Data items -
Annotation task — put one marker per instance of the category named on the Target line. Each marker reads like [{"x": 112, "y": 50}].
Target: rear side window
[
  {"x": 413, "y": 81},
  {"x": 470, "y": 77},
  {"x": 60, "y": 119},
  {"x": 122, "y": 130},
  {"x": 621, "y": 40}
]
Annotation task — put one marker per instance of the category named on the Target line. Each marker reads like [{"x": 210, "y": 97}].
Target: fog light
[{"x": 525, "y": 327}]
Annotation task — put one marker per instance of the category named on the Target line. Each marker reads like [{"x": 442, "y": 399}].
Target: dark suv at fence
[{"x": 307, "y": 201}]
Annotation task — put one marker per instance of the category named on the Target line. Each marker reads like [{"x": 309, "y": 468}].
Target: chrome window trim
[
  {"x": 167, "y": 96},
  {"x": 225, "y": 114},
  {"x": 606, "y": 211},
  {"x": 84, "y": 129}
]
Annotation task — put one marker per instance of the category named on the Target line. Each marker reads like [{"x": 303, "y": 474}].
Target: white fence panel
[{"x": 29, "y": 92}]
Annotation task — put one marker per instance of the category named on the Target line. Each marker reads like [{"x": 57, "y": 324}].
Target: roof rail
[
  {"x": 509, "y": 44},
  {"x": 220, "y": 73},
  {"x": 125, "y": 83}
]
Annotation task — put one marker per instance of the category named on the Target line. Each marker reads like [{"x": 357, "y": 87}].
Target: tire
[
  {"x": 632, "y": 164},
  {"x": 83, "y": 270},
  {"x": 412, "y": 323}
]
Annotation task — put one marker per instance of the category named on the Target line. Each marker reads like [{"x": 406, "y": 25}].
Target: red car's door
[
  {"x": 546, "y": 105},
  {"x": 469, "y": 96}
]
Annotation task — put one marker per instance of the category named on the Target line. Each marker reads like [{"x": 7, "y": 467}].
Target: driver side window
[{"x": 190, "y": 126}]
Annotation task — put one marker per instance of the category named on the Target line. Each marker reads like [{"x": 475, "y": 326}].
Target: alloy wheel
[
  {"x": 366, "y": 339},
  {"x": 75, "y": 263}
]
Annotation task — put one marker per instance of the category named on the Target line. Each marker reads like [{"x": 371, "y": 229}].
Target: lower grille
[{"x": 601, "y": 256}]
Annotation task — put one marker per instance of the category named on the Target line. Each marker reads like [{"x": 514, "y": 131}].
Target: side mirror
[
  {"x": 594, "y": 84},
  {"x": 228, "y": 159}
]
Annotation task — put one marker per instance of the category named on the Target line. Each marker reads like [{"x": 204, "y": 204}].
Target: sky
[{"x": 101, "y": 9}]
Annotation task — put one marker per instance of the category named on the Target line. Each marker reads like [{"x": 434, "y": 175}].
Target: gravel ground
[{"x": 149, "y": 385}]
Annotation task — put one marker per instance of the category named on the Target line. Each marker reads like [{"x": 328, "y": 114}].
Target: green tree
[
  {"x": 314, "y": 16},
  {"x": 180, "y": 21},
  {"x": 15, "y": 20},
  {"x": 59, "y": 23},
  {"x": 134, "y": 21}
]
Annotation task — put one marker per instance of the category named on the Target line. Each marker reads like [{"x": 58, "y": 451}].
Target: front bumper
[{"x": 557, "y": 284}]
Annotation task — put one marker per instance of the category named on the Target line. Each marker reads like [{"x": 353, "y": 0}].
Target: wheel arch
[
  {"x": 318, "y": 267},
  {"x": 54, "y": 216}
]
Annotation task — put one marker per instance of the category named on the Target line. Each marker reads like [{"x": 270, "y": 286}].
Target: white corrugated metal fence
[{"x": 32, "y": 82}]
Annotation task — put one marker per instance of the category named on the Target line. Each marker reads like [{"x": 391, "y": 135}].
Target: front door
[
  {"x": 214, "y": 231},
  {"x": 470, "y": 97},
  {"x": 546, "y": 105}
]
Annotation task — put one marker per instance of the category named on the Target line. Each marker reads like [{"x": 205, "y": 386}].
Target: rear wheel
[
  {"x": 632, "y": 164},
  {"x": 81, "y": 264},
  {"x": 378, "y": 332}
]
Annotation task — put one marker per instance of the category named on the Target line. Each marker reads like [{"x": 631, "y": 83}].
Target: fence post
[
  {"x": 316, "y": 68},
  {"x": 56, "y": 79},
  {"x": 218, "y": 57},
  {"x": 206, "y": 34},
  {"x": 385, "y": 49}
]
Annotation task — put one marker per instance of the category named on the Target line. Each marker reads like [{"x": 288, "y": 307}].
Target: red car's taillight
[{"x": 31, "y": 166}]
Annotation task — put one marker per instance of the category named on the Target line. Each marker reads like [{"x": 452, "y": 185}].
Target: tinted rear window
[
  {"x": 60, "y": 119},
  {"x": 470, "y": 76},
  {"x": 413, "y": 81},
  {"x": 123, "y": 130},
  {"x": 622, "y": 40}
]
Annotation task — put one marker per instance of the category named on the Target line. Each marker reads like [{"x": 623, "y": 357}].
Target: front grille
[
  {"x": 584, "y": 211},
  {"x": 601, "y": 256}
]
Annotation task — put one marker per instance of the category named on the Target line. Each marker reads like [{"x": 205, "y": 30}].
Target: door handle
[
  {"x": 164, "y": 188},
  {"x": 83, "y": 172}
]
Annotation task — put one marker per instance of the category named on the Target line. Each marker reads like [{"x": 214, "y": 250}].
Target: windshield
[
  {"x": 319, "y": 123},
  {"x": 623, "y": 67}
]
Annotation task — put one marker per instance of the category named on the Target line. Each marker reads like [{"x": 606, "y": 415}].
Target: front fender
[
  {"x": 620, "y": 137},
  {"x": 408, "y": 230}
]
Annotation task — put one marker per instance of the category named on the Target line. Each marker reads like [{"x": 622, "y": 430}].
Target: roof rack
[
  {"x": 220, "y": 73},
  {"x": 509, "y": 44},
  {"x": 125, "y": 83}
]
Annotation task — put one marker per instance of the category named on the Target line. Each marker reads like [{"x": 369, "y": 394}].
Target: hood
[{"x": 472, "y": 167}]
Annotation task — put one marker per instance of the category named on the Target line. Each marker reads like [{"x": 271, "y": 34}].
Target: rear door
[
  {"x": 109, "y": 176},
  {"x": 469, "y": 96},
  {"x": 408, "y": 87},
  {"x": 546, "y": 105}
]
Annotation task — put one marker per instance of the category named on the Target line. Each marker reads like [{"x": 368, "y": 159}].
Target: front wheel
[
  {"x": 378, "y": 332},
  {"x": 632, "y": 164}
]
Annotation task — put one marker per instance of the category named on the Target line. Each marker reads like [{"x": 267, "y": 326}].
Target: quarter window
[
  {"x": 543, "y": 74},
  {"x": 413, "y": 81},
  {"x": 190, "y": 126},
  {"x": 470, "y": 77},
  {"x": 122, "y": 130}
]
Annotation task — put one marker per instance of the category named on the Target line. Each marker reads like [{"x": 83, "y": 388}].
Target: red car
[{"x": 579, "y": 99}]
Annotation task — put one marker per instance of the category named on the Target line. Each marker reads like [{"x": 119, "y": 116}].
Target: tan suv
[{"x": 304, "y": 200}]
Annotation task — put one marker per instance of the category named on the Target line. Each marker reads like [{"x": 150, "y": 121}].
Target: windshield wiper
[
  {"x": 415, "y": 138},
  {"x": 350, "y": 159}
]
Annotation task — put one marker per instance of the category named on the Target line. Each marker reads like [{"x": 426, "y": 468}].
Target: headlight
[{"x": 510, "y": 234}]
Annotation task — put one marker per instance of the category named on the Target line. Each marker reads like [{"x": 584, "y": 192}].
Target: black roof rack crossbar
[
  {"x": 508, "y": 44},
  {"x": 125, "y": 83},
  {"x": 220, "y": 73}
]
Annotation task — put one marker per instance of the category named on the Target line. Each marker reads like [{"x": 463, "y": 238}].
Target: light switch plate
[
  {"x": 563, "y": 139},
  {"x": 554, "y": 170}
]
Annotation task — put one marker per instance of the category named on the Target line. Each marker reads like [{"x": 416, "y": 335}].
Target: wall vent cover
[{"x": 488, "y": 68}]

REQUIREMENT - Reproduce exactly the line that holds "Target: windshield wiper", then every line after it, ending with the final line of the records above.

ANSWER SPACE -
Target: windshield wiper
[
  {"x": 415, "y": 138},
  {"x": 350, "y": 159}
]
Annotation task — put one marker per instance of the category named on the Target line. Each marker reads like [{"x": 426, "y": 468}].
Target: headlight
[{"x": 510, "y": 234}]
Annotation task — put one marker per instance of the category named on the Target line. Each marker reads like [{"x": 584, "y": 192}].
Target: black roof rack crossbar
[
  {"x": 508, "y": 44},
  {"x": 125, "y": 83},
  {"x": 220, "y": 73}
]
Annotation task — put one marker per instance of the category named on the Target line. Each marker reads like [{"x": 463, "y": 238}].
Target: light switch plate
[
  {"x": 563, "y": 139},
  {"x": 554, "y": 170}
]
Annotation task — put one marker per instance of the category named on the Target line. Each marker reads like [{"x": 416, "y": 335}].
Target: wall vent cover
[{"x": 488, "y": 68}]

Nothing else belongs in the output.